EXERCISE PROMPT ▸
The records below must be transcribed exactly. Do not include the pictures.

● ● ● ● ● ● ●

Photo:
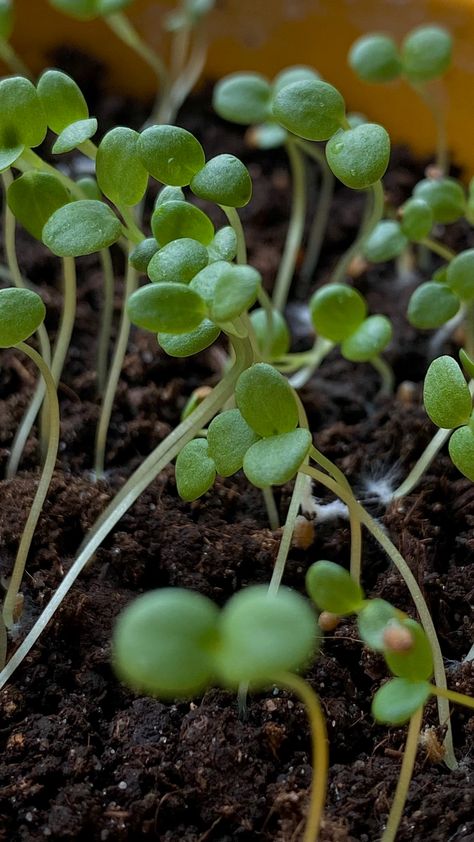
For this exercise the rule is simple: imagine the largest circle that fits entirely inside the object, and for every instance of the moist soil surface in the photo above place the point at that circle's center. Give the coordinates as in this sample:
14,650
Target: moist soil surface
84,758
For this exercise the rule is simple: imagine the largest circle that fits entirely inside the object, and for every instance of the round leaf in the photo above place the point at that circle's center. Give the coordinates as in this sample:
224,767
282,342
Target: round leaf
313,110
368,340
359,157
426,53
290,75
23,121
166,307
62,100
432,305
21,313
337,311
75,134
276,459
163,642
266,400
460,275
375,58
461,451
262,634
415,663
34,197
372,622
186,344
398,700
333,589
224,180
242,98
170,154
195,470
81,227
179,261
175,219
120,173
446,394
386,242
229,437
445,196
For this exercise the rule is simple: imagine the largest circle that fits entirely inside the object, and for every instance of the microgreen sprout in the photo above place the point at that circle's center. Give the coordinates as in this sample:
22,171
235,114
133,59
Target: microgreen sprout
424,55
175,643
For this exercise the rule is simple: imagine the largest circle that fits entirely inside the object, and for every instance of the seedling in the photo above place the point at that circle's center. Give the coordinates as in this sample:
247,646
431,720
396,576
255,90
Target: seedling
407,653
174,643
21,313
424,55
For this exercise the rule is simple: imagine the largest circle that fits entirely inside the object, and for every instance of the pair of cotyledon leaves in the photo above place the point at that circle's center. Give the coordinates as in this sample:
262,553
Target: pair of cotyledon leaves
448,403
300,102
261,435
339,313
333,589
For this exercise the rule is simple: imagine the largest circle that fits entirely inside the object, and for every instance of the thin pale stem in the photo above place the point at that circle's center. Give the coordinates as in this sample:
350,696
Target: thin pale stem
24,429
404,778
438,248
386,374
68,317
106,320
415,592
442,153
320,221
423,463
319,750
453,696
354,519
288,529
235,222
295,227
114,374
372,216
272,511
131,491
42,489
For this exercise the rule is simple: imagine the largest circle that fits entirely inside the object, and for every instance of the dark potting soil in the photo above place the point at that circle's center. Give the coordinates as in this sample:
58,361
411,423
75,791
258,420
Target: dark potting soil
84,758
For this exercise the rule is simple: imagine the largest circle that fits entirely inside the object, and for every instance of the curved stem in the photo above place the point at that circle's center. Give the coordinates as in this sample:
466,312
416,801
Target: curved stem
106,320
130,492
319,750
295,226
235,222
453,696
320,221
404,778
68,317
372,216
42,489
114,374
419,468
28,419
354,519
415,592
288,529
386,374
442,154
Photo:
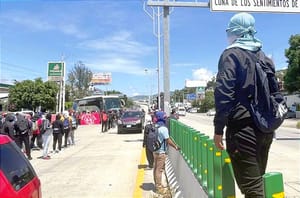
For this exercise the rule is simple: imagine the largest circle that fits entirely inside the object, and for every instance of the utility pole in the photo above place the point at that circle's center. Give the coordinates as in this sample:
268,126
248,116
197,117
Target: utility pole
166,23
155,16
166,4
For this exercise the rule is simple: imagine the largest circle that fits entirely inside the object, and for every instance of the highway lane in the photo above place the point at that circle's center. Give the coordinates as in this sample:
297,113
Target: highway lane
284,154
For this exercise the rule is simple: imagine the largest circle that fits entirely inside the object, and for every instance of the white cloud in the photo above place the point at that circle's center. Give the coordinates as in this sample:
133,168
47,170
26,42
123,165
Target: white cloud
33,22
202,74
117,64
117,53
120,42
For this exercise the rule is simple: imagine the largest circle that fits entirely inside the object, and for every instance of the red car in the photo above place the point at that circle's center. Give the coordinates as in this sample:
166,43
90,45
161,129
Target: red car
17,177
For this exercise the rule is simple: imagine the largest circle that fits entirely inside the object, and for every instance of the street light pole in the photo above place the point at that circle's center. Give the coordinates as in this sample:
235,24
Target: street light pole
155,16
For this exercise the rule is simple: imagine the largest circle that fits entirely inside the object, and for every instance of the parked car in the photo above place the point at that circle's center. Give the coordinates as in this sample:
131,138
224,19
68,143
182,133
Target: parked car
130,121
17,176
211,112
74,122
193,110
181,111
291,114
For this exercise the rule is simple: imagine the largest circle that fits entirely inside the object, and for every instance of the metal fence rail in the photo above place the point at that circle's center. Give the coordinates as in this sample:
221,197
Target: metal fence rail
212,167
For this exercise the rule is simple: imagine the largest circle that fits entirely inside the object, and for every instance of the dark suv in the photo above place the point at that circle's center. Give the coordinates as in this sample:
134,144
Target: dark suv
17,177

● ● ● ● ● ● ●

RESULT FOR THIS EXERCISE ▸
Photo:
For this exercise the rule is simple: imagine the largest circle that fits entirely inside the object, and for every instance of the moist soil surface in the photo above place the point at that circle's center. Give the coordinates as in this sample:
14,650
Target: moist soil surface
84,758
For this exercise the rule is simple: imagine the largest circle that fits entirely inside the object, and for every instance of the round leaf in the photo above place the point at that circle's center. Give the coordinates as in this sample:
224,767
282,342
Target: round leaf
313,110
368,340
359,157
426,53
290,75
23,121
166,307
62,100
432,305
21,313
337,311
75,134
276,459
163,642
266,400
460,275
375,58
461,451
262,634
415,663
34,197
372,622
186,344
398,700
333,589
224,180
242,98
170,154
195,470
81,227
179,261
175,219
120,173
446,394
386,242
229,437
445,196
For this exercise the rule is simple: imagine the largest circle that fits entirely inside the object, and for every instance of the microgreen sprout in the photo above place the point at that circle's center. Give the coordinates as in this sample:
22,171
235,114
133,59
Target: microgreen sprout
424,55
175,643
For this exercise the rule is simple: imagine the largest circle that fits entirely inside the object, and for every instance of the seedling in the photo above place the point at that circle's center. Give the coordinates as in this sample:
247,646
431,720
396,576
255,90
Target: seedling
407,653
174,643
21,313
424,55
For this exercise the rule is simple: imagine the largest circle that fits entirely inside the object, and for every instance of the pair of cotyledon leaves in the photo above place the point at that circle's center. Give the coordinates as in this sample:
262,553
Target: pair of cotyledon leaves
448,403
300,102
261,435
339,313
333,589
For this exercise the rule is simple: imagine the largest circle that fits entirely inside the object, and for every instance of the thin pale stem in the photo above place the point at that circle's center. Give the coordinates as in this sample:
350,696
Target: thin pale stem
24,429
404,778
438,248
386,374
68,317
106,320
415,592
442,153
320,221
423,463
319,750
453,696
354,519
288,529
235,222
295,227
114,374
372,216
272,511
131,491
42,489
For this exercise the rule is simple: imagine the largest circle that fits entirely inside the object, and for every instance of the dark potting soil in the photo above place the point at that circle's center. Give the coordinates as in this sample:
58,361
411,423
75,791
258,420
Target: dark potting soil
84,758
For this exercise the rule is simple: imagine the largest circle that fits entirely inside the object, and for every instance of the curved stem in the photo above place the point at that circle's center. Give the coordinates as in this sample:
466,312
416,801
Target: curved stem
106,320
130,492
319,750
295,226
235,222
453,696
320,221
404,778
68,317
372,216
42,489
114,374
419,468
28,419
354,519
415,592
288,529
386,374
442,154
Photo:
For this exercise the rule is simple: imagine the largest circle that fits entirely inside the object, and for every instance of the utility pole in the photo above place the point at that circle's center. Give the coordinates as in this sample:
268,126
248,116
197,117
Target: utility pole
166,23
155,16
166,4
For this exercise the rule is simple: imagine the largest circle that fits entirely inside the object, and for every instance of the highway lane in the photo above place the point at that circle's center. Give the coordinates as in this sample:
297,113
Target: highway lane
284,154
For this exercise the rule is simple: imagine the largest circle that fits entirely inside the object, and for every instance of the white cloud in the photo above place the point at that circle's center. Give the coordinates as in this sample:
133,168
47,170
26,42
123,165
Target: white cloud
33,22
202,74
117,64
117,53
120,42
For this exercise the rule is simple: imagine the largest circle that fits entirely inside the object, and for every instance of the red car in the photo above place the point at that circle's center. Give the coordinates as in this sample:
166,43
90,45
161,129
Target: red car
17,177
For this exercise the rule is simple: imagine the largest circle that fits entirely inside the object, and for every instance of the street light pole in the photo above place the point at that circle's center. Give the coordinates as in this sample:
235,24
Target: street light pole
155,16
For this exercise the rule is simple: imagine the largest circle that fits entirely inside the object, and for every instance of the parked car in the photo above place the point at that circle's center. Give the coordinates as in this sample:
131,138
224,19
68,143
182,133
Target: parked car
130,121
17,176
211,112
74,122
193,110
181,111
291,114
For this exercise the rule is simple: imagine the largest circle that fits entirely inside the object, and for every instance of the metal fence rail in the photo above place the point at that circle's center. Give the coordinates as in this sample:
221,197
Target: metal fence rail
212,167
For this exercise the rule is simple: imagine the largest circle that fits entirely inside the object, and for every instance of the dark suv in the photo above place the point at that circle's center. Give the coordinates as in this sample:
134,144
Target: dark suv
17,177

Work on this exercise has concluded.